» Directions:
Can you pull out every line of the items that contains the word "glass", with case counting?

» Supplied records:
........

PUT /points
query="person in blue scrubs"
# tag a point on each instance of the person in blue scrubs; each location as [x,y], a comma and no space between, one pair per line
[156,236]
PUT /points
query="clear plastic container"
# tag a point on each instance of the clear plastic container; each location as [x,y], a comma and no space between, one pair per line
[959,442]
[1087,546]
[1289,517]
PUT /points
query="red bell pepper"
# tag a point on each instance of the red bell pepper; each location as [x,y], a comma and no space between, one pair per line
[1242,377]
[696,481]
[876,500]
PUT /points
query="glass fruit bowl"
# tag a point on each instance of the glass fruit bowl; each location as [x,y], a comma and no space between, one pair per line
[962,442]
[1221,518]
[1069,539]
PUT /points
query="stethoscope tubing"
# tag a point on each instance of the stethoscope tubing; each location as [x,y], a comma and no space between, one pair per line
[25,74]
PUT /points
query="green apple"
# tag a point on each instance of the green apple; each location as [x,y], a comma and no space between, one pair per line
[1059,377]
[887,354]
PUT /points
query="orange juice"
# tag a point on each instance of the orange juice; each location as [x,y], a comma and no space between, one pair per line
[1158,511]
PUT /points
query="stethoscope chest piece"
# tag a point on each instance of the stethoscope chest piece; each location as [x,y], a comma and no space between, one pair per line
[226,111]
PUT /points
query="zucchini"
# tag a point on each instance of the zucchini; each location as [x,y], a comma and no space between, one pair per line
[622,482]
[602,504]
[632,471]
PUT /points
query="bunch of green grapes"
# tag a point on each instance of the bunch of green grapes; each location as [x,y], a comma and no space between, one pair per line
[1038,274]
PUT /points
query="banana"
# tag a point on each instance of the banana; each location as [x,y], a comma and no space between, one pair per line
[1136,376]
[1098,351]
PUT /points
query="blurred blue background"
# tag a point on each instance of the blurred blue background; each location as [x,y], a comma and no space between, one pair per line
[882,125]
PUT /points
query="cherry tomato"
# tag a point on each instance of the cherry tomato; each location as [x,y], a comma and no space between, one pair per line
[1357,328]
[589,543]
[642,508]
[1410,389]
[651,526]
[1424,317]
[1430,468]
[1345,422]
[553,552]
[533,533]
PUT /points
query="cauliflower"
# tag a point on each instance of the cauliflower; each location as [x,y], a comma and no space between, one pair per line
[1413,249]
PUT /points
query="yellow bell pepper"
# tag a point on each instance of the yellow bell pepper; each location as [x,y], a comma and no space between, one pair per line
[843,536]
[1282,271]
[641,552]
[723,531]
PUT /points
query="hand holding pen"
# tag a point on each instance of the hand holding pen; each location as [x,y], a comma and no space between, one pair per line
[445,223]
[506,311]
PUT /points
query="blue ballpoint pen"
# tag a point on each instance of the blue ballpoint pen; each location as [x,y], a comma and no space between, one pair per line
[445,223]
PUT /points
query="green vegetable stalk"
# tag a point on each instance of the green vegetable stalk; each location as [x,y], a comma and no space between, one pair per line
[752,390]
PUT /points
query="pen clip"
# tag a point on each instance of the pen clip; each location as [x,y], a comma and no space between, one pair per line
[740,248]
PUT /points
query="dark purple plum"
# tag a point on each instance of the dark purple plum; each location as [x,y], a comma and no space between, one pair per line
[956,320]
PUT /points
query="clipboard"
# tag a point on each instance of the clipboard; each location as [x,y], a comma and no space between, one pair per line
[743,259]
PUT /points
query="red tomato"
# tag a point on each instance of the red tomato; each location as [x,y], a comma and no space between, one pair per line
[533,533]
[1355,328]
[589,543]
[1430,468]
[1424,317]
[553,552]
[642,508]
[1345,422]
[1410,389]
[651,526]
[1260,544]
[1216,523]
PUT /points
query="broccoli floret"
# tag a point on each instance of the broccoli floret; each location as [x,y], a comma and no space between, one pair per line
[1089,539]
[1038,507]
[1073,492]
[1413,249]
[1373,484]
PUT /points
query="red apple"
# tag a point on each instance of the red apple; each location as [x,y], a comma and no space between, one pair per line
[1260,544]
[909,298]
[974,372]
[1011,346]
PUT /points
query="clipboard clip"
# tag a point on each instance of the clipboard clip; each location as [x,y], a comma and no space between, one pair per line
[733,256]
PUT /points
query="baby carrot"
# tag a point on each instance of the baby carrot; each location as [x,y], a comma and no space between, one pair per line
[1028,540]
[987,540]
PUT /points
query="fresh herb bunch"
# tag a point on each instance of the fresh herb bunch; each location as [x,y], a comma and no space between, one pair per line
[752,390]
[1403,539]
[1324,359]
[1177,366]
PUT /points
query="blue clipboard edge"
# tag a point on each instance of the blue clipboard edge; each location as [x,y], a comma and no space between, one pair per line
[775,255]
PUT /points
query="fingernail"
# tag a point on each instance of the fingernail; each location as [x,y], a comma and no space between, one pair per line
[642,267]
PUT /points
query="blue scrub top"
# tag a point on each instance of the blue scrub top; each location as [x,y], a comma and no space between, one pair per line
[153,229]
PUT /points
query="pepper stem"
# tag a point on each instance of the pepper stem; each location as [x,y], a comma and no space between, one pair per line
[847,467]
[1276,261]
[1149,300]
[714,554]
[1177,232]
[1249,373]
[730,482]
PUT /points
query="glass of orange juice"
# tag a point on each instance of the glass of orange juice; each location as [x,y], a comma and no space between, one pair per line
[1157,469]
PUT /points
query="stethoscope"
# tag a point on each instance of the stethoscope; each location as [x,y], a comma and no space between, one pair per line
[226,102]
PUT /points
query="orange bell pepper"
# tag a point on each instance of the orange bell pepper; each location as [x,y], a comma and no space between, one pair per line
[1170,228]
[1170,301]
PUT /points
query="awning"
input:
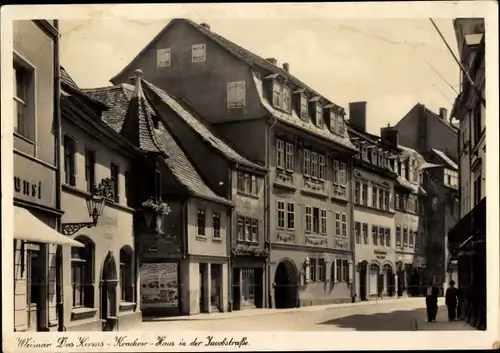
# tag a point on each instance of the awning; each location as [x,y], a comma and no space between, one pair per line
[29,228]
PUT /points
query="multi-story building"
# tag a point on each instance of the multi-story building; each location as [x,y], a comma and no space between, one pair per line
[374,179]
[277,121]
[467,239]
[37,194]
[100,288]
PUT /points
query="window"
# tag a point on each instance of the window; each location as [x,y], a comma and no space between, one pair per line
[198,53]
[281,214]
[236,94]
[290,214]
[357,232]
[316,220]
[308,219]
[374,197]
[90,169]
[280,154]
[314,165]
[289,157]
[126,275]
[323,222]
[344,225]
[365,233]
[201,222]
[381,236]
[82,275]
[216,224]
[115,172]
[255,230]
[398,235]
[24,98]
[307,163]
[374,235]
[304,108]
[322,167]
[69,161]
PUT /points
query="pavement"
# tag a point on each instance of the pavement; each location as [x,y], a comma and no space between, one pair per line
[404,314]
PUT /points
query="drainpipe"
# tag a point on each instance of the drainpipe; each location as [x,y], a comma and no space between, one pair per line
[267,211]
[58,138]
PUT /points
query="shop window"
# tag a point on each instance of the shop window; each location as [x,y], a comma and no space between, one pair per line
[82,275]
[127,274]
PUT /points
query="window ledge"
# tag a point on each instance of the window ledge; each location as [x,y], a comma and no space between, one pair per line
[127,306]
[82,313]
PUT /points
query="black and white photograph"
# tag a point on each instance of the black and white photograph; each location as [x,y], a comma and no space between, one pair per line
[241,170]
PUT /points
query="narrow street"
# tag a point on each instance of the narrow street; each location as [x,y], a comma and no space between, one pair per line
[389,315]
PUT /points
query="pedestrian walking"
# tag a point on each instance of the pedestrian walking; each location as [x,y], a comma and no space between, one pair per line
[451,300]
[431,299]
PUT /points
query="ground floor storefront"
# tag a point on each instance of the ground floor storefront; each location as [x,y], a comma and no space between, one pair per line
[305,276]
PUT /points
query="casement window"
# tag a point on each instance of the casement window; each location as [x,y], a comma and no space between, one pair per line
[163,57]
[365,233]
[236,94]
[314,165]
[280,154]
[127,275]
[201,222]
[216,224]
[323,222]
[374,235]
[198,53]
[289,157]
[322,167]
[308,220]
[82,260]
[90,169]
[115,181]
[69,161]
[24,98]
[290,216]
[281,214]
[304,108]
[357,232]
[307,163]
[388,240]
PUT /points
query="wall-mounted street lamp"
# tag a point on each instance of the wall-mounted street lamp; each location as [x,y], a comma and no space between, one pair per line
[95,206]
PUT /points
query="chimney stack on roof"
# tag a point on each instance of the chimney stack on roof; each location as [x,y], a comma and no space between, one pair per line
[357,116]
[205,25]
[272,60]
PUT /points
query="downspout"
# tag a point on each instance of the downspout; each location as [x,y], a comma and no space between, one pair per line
[58,138]
[267,212]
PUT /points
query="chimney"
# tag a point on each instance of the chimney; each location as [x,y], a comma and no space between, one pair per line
[390,134]
[443,113]
[272,60]
[357,115]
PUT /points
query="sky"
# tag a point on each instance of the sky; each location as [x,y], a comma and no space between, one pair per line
[392,64]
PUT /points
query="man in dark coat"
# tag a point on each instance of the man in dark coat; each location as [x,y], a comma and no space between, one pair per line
[451,300]
[431,302]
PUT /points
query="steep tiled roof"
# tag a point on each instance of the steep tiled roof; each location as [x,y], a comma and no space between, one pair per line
[119,98]
[202,129]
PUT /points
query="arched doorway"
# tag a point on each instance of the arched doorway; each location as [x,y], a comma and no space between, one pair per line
[389,280]
[109,282]
[363,279]
[286,281]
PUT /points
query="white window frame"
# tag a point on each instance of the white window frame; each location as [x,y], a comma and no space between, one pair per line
[236,94]
[163,57]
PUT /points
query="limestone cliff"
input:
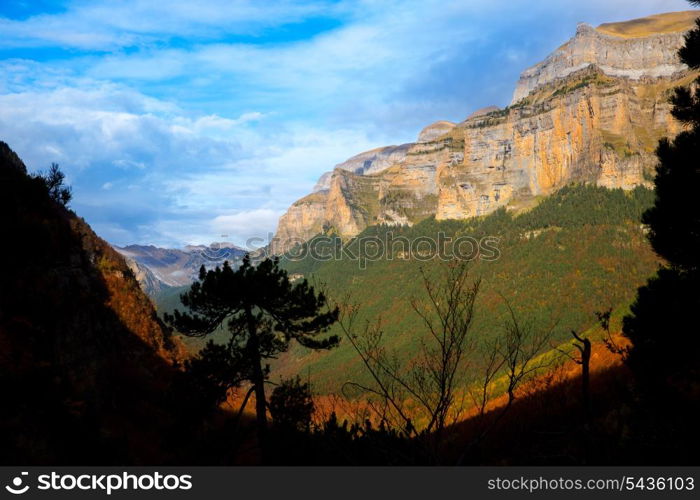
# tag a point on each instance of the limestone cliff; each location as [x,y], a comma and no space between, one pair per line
[592,112]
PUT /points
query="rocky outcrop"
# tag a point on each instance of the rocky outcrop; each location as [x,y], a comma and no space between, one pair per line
[434,131]
[592,112]
[156,267]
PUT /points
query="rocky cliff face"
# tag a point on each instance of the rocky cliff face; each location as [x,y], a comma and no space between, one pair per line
[592,112]
[85,363]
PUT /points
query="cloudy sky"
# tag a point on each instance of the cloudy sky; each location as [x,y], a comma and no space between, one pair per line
[177,122]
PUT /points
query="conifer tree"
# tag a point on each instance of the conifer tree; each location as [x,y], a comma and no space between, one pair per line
[263,312]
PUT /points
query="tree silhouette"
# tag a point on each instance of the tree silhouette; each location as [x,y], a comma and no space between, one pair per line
[663,324]
[292,405]
[263,312]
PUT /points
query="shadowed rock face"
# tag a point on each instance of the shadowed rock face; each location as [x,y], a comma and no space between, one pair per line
[592,112]
[85,363]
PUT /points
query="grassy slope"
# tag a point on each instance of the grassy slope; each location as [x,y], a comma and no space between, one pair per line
[578,252]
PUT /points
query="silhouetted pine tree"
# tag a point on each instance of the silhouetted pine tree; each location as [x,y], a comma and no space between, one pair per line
[263,312]
[663,326]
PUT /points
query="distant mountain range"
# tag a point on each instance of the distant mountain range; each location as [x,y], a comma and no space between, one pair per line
[158,268]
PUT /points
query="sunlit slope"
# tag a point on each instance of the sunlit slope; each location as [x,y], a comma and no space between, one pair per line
[576,253]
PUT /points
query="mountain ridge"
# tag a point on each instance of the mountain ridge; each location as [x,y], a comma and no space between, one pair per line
[588,124]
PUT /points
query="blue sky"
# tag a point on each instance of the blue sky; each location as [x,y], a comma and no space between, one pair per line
[179,121]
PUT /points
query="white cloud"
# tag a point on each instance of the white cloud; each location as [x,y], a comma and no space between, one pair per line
[108,25]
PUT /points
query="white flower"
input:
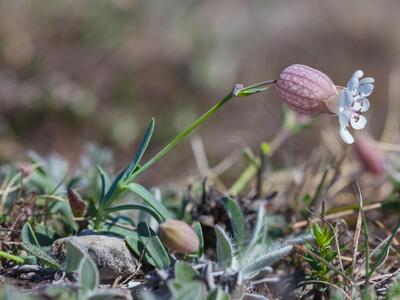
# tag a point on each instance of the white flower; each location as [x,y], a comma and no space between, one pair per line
[352,103]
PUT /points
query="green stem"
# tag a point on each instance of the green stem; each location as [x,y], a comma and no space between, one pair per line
[184,133]
[9,256]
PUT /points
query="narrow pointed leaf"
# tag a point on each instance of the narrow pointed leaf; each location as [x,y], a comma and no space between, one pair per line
[42,256]
[258,226]
[199,232]
[236,218]
[150,200]
[28,236]
[142,148]
[225,248]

........

» Final answer:
query="glass fruit bowl"
# tag a point on each instance of the glass fruit bowl; each location as [x,y], a comma and no space between, one pair per line
query="glass of orange juice"
# tag a point on each instance of the glass of orange juice; each location as [x,y], a comma and no space between, one pair per line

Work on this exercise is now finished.